Dataset excerpts
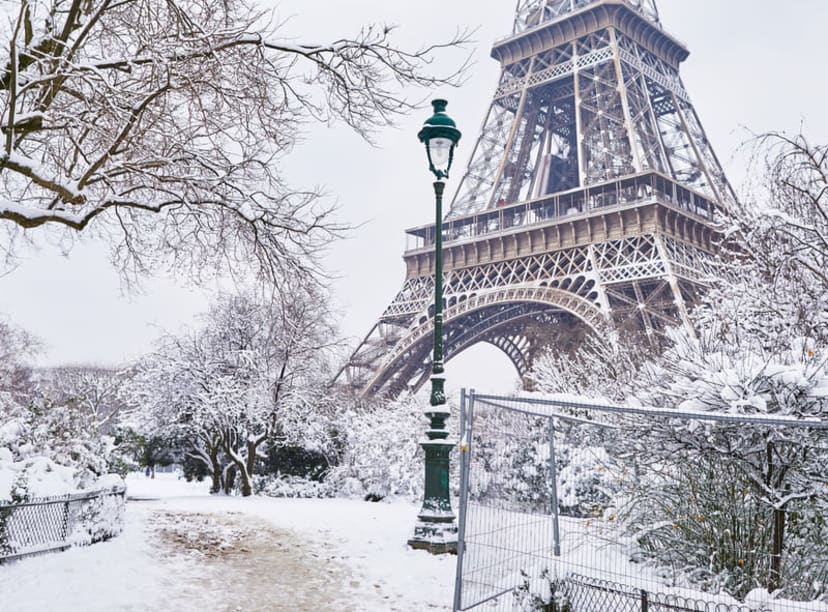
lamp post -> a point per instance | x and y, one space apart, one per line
436 528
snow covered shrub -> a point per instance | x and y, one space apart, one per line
511 452
723 501
381 455
541 594
48 450
101 517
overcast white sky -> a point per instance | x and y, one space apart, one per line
753 64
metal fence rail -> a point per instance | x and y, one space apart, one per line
539 515
56 523
586 594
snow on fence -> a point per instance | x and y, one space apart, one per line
56 523
566 506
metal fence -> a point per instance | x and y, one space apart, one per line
538 530
56 523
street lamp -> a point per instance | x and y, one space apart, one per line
436 529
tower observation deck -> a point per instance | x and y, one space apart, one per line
590 200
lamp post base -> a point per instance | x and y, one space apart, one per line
436 534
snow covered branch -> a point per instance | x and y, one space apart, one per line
164 123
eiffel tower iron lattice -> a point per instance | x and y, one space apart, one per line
590 200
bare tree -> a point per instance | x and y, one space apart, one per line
92 390
17 347
158 126
253 375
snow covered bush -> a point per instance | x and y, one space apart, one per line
380 452
48 450
512 464
251 378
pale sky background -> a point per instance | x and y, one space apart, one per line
755 64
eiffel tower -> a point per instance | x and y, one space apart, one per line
590 200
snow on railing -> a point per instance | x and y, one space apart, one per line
57 523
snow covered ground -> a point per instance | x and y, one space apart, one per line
185 550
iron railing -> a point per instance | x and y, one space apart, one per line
56 523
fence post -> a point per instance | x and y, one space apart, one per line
66 519
465 446
553 468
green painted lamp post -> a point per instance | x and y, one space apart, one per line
436 528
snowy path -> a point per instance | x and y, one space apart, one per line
188 551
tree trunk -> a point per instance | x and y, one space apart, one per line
775 579
216 474
229 480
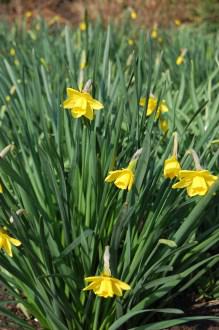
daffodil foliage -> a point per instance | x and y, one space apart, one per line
67 188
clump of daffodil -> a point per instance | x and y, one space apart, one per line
81 103
6 241
124 178
105 285
161 110
181 58
83 26
154 32
171 165
196 182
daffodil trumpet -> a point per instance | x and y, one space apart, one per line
197 182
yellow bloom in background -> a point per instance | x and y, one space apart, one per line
196 182
177 22
152 105
12 52
83 26
28 14
171 167
7 98
130 42
164 126
154 33
106 286
124 178
133 14
6 241
81 104
180 60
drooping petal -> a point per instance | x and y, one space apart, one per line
198 187
113 175
14 241
7 247
183 183
89 112
122 182
123 285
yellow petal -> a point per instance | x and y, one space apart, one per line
183 183
122 182
198 187
89 112
14 241
113 175
142 101
171 167
7 247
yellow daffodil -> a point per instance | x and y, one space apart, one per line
130 42
7 98
196 182
154 33
28 14
124 178
105 285
163 125
177 22
12 52
81 104
133 14
6 241
171 167
152 105
180 60
83 26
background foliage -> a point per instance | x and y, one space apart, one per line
56 173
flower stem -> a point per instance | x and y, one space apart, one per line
196 159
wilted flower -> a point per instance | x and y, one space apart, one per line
124 178
81 104
105 285
6 241
171 165
152 105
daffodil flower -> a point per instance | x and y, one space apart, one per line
105 285
124 178
81 104
171 167
196 182
6 241
152 105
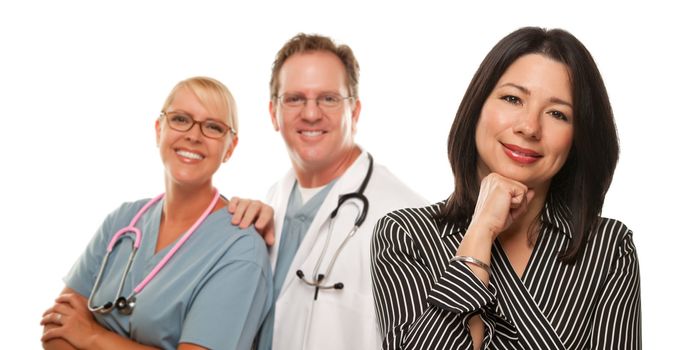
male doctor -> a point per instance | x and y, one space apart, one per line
315 106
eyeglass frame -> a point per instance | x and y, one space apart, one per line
316 100
200 124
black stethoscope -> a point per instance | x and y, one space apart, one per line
318 280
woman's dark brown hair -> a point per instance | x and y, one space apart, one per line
583 181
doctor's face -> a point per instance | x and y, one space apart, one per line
190 157
525 129
314 112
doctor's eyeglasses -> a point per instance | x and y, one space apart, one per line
327 101
213 129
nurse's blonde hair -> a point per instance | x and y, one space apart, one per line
213 95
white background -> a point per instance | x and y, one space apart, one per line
82 83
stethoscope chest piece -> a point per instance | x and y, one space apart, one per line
125 306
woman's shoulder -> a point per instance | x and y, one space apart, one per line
123 213
414 218
608 227
242 244
613 235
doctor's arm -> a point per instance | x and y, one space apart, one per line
77 329
247 212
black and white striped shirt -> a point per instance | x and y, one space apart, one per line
423 300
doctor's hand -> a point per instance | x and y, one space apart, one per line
501 202
70 320
248 211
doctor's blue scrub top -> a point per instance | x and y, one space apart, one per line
214 292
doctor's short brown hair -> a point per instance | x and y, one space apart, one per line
302 43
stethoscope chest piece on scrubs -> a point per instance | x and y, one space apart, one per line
125 306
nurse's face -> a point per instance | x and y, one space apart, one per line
525 129
189 157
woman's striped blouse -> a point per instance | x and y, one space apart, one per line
423 300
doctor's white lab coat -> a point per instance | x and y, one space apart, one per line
338 319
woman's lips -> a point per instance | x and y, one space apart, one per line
520 154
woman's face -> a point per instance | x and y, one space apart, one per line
189 157
525 129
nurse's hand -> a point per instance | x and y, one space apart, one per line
70 320
249 211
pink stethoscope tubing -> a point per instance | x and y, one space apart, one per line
126 305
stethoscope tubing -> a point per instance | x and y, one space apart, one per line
130 300
318 279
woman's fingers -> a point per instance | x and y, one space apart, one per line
522 205
500 202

_Your objective_
Restate word for word the lines running from the line that holds "nurse's face ->" to the final line of the entries.

_Solution_
nurse's face -> a point per instance | x and y, one space apart, one per line
525 129
189 157
woman's striped blouse -> a point per instance | x and y, one space apart, one per line
423 300
doctor's white lab coat -> a point per instance | x and y, one space apart, one per line
338 319
woman's lips -> a point per instance | x and y, one space apart, one per line
520 154
woman's face -> a point per instance | x and y, one space apart, one per line
189 157
525 129
nurse's hand -> a point per instance | x and y, one space apart, one per line
70 320
249 211
pink stethoscope tubing -> a point per instance | x and y, one space apart, one per line
126 305
stethoscope tubing -> a point per instance | x and y, one space apart, one per line
130 300
318 279
woman's fingers -> a point per instance | x and y, one space apart, one per line
522 205
500 202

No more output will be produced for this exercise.